:: Excerpted text ::

Prior to the enactment of the No Surprises Act (NSA), millions of privately insured Americans received unfair and costly surprise medical bills. These unexpected and exploitative bills occurred when patients received care from out-of-network providers in situations where they usually had no control in selecting the clinician. To determine payments for this type of surprise, out-of-network care when provider and plan negotiations are unsuccessful, the NSA established an Independent Dispute Resolution (IDR) process.
The NSA aimed to both protect patients from these expensive surprise medical bills and lower health care costs. When the law was enacted, the Congressional Budget office projected it would lower consumers’ premiums by 1% and reduce the federal deficit by $17 billion over 10 years.
Over time, challenges to implementation, driven by more than 20 lawsuits and potential overuse and abuse of the process by private-equity backed entities and provider organizations who were benefiting from surprise medical bills, threaten to undermine the law’s protections and ability to reduce health care costs for American families, employers, and taxpayers.
For example, a higher-than-anticipated amount of claims have been submitted to the IDR process, including many ineligible claims, suggesting that certain predatory actors (such as powerful physician staffing companies, financial management firms, and private-equity backed providers) may be intentionally “flooding” the IDR process to create challenges within the system. Other inefficiencies in the use of the process have also contributed to challenges in implementing the NSA. New data released by the administration also shows that payment determinations made in the IDR process are most often in favor of the providers, and are often substantially higher than in-network negotiated rates. This may ultimately result in less savings than initially projected and could even result in increased premiums for consumers and employers.
Strengthening the IDR process can help protect patients and limit health care costs
With the proposed Federal Independent Dispute Resolution Operations rule, the administration is taking important steps to help address operational challenges presented by the IDR process and the current volume of claims the system faces. The proposed changes are aimed at reducing inappropriate use of the IDR process, making it more routine, and limiting the administrative burden and resources needed to engage with the process – all of which should help limit health care costs associated with said burden.
The administration is proposing important and reasonable changes to strengthen the IDR process including:
- Streamline eligibility determinations and add additional capacity (via the Departments) to review claim eligibility, which should help reduce the backlog of claims and limit future ineligible claims;
- Clarify the timelines and disclosures embedded in the IDR process, which should help to ensure it moves efficiently and administrative burden is limited; and
- Strengthen the use of the open negotiation process between plans and providers prior to the initiation of the IDR process, as this is an important step that, when used regularly, should be helpful in reducing the use of the IDR process itself.
Protecting against abuses
While the provisions noted above are intended to strengthen the IDR process, the proposed changes to reduce the administrative fee for lower-dollar disputes could actually increase the number of claims submitted, further exacerbating the volume of claims moving through the process. While we recognize that smaller or independent providers may be disadvantaged in using the IDR process, AV strongly suggests maintaining a standard administrative fee for all eligible disputes (regardless of claim amount) that balances appropriate access to the IDR process while limiting potential overuse of the system.
As work to strengthen the NSA continues, the administration should continue to defend the law against efforts from powerful hospital, physician, and private equity backed groups working to weaken it.

:::

(Activity 1):
For each statement, say whether it agrees with the text on the No Surprises Act, answering yes or no and quoting the deciding words of the text. (a) The law was projected to reduce the federal deficit by $17 billion over 10 years. (b) Payment determinations in the IDR process most often favor plans. (c) AV recommends a lower administrative fee for lower-dollar disputes.
(Activity 2):
Quote the stretch of the text on the No Surprises Act from "As work to strengthen" through "to weaken it.".
Rely only on the text above.

:: Entries shown ::

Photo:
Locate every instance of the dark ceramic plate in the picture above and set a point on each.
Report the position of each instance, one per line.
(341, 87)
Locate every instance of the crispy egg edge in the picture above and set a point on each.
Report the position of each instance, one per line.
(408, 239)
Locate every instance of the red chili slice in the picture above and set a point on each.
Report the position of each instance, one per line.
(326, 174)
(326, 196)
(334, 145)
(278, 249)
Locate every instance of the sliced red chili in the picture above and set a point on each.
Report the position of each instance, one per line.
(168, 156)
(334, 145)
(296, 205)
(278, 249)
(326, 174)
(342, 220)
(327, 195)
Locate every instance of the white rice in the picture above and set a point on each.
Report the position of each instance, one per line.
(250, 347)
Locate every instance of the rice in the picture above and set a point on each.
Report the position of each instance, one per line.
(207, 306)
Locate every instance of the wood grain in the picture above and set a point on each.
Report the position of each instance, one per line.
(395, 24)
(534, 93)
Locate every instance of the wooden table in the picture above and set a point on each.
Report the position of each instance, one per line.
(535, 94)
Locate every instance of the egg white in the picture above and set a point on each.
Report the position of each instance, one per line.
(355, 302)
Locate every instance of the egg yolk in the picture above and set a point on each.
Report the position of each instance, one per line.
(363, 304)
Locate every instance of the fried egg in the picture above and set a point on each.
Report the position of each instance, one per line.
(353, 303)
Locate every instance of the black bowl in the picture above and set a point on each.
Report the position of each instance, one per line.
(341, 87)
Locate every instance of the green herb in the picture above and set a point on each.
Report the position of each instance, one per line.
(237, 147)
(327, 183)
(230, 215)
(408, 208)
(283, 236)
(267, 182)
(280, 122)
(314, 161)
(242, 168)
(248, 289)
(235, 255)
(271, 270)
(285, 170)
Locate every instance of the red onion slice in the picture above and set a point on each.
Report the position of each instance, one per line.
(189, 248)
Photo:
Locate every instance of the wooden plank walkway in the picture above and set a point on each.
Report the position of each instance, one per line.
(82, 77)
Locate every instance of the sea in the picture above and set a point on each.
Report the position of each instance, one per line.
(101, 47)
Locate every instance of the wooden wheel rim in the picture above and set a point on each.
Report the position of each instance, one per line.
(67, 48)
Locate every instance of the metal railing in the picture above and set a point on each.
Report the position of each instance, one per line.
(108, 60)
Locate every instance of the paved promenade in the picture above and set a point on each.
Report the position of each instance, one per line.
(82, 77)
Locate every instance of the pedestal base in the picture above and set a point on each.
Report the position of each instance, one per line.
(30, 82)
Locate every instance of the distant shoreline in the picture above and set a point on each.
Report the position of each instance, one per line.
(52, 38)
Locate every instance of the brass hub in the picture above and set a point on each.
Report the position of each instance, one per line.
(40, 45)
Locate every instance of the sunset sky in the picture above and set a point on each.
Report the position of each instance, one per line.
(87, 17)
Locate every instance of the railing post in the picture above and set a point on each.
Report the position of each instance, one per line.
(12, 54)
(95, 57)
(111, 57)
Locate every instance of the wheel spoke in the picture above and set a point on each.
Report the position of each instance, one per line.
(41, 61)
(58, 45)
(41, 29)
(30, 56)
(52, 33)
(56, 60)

:::
:: Entries shown ::

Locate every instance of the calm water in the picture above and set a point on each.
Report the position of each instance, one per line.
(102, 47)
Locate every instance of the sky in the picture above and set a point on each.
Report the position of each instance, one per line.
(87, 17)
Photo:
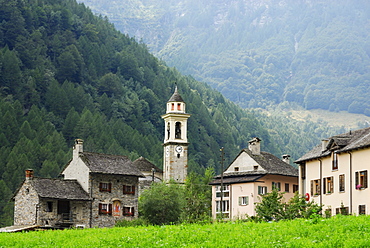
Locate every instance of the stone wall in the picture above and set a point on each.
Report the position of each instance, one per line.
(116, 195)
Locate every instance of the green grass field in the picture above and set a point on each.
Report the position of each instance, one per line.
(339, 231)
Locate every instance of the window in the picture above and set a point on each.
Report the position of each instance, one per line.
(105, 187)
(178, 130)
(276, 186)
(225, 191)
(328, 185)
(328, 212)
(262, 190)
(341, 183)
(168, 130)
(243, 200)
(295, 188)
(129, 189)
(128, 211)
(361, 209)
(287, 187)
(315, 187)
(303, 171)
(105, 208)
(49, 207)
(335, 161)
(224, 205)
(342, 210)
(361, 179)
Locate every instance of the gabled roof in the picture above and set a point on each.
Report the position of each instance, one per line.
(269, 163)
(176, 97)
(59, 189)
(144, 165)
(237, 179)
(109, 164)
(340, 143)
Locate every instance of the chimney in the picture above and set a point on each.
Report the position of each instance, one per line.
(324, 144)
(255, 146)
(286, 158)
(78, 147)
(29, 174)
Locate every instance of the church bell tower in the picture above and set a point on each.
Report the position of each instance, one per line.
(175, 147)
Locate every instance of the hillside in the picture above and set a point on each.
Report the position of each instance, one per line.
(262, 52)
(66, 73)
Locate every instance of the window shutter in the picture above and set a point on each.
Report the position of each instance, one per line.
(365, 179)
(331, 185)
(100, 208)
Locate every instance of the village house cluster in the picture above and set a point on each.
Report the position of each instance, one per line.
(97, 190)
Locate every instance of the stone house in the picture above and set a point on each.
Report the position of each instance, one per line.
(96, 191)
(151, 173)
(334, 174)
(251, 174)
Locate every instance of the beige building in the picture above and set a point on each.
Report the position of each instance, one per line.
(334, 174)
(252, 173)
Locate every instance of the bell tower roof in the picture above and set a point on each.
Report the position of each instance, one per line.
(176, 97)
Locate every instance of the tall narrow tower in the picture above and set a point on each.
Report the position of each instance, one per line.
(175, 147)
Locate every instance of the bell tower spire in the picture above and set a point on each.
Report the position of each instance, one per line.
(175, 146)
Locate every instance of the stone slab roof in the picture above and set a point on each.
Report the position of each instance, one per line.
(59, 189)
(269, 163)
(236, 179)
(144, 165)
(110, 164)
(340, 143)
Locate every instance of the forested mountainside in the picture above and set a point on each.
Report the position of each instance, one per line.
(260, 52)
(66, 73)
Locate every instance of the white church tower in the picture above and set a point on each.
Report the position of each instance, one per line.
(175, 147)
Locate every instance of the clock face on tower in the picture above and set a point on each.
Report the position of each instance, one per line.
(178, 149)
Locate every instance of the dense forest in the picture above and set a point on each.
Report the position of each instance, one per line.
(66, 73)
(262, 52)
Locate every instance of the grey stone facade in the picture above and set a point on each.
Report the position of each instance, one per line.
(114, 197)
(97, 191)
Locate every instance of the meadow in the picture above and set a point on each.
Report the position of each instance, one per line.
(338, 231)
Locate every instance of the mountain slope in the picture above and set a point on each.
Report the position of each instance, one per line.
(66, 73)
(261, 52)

:::

(Answer box 1):
(a) Yes: "reduce the federal deficit by $17 billion over 10 years"
(b) No: "payment determinations made in the IDR process are most often in favor of the providers"
(c) No: "AV strongly suggests maintaining a standard administrative fee for all eligible disputes (regardless of claim amount)"

(Answer box 2):
As work to strengthen the NSA continues, the administration should continue to defend the law against efforts from powerful hospital, physician, and private equity backed groups working to weaken it.